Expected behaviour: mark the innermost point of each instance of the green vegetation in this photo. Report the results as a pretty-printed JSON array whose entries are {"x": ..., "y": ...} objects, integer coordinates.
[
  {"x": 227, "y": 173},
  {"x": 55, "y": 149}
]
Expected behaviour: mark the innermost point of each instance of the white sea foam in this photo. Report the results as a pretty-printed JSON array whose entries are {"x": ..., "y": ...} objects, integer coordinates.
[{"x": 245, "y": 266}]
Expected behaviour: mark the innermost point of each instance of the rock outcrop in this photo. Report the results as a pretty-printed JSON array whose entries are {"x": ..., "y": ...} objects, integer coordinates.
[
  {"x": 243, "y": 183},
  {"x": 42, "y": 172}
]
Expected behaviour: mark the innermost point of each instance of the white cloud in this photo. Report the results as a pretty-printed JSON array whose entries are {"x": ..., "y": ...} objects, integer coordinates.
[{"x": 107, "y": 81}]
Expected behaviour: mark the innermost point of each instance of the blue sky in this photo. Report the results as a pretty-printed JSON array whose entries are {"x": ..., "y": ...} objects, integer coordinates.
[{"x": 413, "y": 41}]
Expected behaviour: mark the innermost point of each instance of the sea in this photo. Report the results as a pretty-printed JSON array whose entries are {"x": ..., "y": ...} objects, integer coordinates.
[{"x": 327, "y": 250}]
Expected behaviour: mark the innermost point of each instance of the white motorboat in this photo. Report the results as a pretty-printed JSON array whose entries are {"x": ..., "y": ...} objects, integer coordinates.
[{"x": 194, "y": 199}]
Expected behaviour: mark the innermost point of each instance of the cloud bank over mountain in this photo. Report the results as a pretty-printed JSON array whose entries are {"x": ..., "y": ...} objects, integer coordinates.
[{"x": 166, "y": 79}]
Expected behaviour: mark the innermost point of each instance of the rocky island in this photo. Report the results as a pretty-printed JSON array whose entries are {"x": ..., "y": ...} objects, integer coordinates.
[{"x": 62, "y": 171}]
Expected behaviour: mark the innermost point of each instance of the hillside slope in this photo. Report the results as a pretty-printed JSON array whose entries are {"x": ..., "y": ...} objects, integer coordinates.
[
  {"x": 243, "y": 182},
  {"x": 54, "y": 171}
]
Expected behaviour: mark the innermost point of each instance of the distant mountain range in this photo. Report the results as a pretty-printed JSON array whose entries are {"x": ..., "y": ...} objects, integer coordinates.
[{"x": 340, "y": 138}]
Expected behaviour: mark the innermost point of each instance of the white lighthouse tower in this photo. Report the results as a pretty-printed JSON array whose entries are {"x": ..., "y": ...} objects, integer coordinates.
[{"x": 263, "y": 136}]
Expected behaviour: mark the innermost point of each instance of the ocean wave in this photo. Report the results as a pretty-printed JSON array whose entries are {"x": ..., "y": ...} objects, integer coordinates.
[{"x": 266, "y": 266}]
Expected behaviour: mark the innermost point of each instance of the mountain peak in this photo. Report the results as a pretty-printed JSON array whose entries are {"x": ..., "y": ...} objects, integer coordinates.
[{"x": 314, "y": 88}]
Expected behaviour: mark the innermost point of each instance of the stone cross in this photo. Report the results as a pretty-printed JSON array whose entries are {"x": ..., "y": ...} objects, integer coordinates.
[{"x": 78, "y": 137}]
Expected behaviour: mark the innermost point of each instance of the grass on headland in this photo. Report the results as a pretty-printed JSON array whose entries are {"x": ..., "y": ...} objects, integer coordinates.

- **WHAT IS ASKED**
Format every line of the entries above as a Markdown table with the columns No. and Text, giving each line its own numbered row and leaving out blank lines.

- **CORRECT ANSWER**
| No. | Text |
|---|---|
| 1 | Expected behaviour: mark the innermost point of each instance of the green vegetation in this photo. Report the results as a pretty-printed JSON array whose entries are {"x": ..., "y": ...} objects, integer coordinates. |
| 2 | [ |
| 3 |   {"x": 227, "y": 173}, |
| 4 |   {"x": 55, "y": 149} |
| 5 | ] |
| 6 | Expected behaviour: mark the innermost point of each instance of the white sea foam in this photo. Report the results as a pretty-printed JSON array whose entries are {"x": ..., "y": ...} objects, integer coordinates. |
| 7 | [{"x": 245, "y": 266}] |
| 8 | Expected behaviour: mark the innermost point of each instance of the rock outcrop in this photo. Report the results as a pretty-printed JSON array whose entries are {"x": ..., "y": ...} objects, integer coordinates. |
| 9 | [ |
| 10 |   {"x": 243, "y": 183}, |
| 11 |   {"x": 42, "y": 172} |
| 12 | ] |
| 13 | Expected behaviour: mark the innermost point of each instance of the white cloud in this photo. Report the results as a pretty-printed JSON array whose entries are {"x": ..., "y": ...} objects, integer coordinates. |
| 14 | [{"x": 107, "y": 81}] |
| 15 | Expected behaviour: mark the innermost point of each instance of the blue sky in this photo. Report the results as a pretty-printed JSON array whose entries are {"x": ..., "y": ...} objects, integer coordinates. |
| 16 | [{"x": 413, "y": 41}] |
| 17 | Expected behaviour: mark the innermost point of each instance of the sea in this photo. Report the results as a pretty-printed JSON array whose entries are {"x": ..., "y": ...} objects, integer coordinates. |
| 18 | [{"x": 327, "y": 250}] |
| 19 | Expected behaviour: mark the innermost point of each instance of the white motorboat in this photo. Report the results as a pretty-printed JSON array whose entries are {"x": ..., "y": ...} objects, integer coordinates. |
| 20 | [{"x": 194, "y": 199}] |
| 21 | Expected behaviour: mark the innermost point of each instance of the cloud bank over mountain in this photo. Report the results as a pretty-printed JSON array whose entries are {"x": ..., "y": ...} objects, integer coordinates. |
| 22 | [{"x": 166, "y": 79}] |
| 23 | Expected behaviour: mark the innermost point of each instance of the rocky island in this photo. Report the results as a pretty-printed JSON array whose entries are {"x": ..., "y": ...} objects, integer coordinates. |
| 24 | [{"x": 62, "y": 171}] |
| 25 | Expected behaviour: mark the innermost point of each instance of the hillside slope in this photo. Report the results as a pretty-printed JSON array whose entries are {"x": ..., "y": ...} objects, integer coordinates. |
| 26 | [ |
| 27 |   {"x": 243, "y": 182}, |
| 28 |   {"x": 54, "y": 171} |
| 29 | ] |
| 30 | Expected behaviour: mark the innermost point of each instance of the distant mountain range in this photo. Report the results as a pretty-printed JSON array whose entries are {"x": ..., "y": ...} objects, integer coordinates. |
| 31 | [{"x": 340, "y": 138}] |
| 32 | Expected behaviour: mark the innermost point of each instance of the white lighthouse tower in this photo. Report the results as a pretty-printed JSON array whose entries are {"x": ..., "y": ...} objects, integer coordinates. |
| 33 | [{"x": 263, "y": 136}] |
| 34 | Expected behaviour: mark the innermost point of each instance of the ocean wave in this photo. Report the results as a pretty-printed JSON array whose entries are {"x": ..., "y": ...} objects, integer coordinates. |
| 35 | [{"x": 266, "y": 266}] |
| 36 | Expected behaviour: mark the innermost point of each instance of the mountain peak in this photo. Report the results as a pretty-printed JSON array whose entries are {"x": ..., "y": ...} objects, integer coordinates. |
| 37 | [{"x": 314, "y": 88}] |
| 38 | Expected behaviour: mark the innermost point of each instance of the stone cross in this photo. Report the results as a pretty-printed JSON array whose entries are {"x": ..., "y": ...} objects, integer coordinates. |
| 39 | [{"x": 78, "y": 137}] |
| 40 | Expected behaviour: mark the innermost point of each instance of the grass on headland in this photo. Report the results as a pretty-printed JSON array whose entries are {"x": ..., "y": ...} objects, integer coordinates. |